_Task statement_.
Return every line in the rows below that contains the word "unit", copying each such line in full.

_Rows_.
------------------------------------
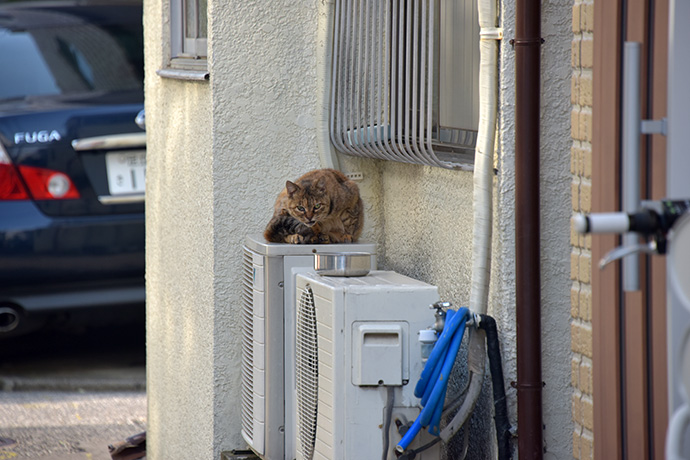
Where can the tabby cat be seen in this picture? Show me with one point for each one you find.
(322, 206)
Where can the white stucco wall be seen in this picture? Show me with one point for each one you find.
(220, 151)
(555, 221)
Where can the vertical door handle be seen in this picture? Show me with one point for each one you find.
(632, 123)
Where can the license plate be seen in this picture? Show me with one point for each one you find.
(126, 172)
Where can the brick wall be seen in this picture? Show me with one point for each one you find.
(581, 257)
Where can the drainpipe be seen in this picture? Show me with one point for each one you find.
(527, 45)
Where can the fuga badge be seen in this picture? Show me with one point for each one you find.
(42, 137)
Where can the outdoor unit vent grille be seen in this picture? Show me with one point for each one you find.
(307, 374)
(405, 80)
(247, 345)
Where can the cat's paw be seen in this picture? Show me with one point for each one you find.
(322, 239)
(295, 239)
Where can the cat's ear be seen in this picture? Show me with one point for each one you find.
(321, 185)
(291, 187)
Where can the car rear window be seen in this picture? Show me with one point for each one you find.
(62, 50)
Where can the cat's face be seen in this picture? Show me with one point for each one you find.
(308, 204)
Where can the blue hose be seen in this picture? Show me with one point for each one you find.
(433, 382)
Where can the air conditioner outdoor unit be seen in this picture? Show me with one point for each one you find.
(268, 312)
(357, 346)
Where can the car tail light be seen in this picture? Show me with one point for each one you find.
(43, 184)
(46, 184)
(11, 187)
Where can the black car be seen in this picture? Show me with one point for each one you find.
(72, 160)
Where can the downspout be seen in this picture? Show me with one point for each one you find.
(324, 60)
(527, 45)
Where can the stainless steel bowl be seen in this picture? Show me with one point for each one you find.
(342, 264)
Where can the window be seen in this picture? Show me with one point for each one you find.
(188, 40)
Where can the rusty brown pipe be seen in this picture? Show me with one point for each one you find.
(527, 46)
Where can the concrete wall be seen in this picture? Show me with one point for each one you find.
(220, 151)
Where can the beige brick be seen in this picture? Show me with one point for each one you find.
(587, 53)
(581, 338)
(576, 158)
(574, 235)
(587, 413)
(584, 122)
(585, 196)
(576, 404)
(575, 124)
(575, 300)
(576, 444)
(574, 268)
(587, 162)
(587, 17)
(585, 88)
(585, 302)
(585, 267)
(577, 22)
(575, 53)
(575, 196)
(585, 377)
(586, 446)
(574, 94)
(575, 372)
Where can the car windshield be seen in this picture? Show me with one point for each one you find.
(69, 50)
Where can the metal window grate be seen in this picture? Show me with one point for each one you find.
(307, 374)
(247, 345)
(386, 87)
------------------------------------
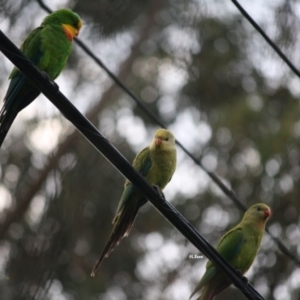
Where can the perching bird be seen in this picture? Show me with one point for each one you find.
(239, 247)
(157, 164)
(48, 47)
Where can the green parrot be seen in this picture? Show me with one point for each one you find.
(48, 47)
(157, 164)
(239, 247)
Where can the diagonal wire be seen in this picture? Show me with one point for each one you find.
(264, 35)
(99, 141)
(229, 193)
------------------------------------
_Solution below_.
Where can the outdoor unit vent grille be seen in this picture? Show me with one point for each one you find.
Where can the air conditioner outdoor unit be seen in this picture? Show me with one point for each one you find.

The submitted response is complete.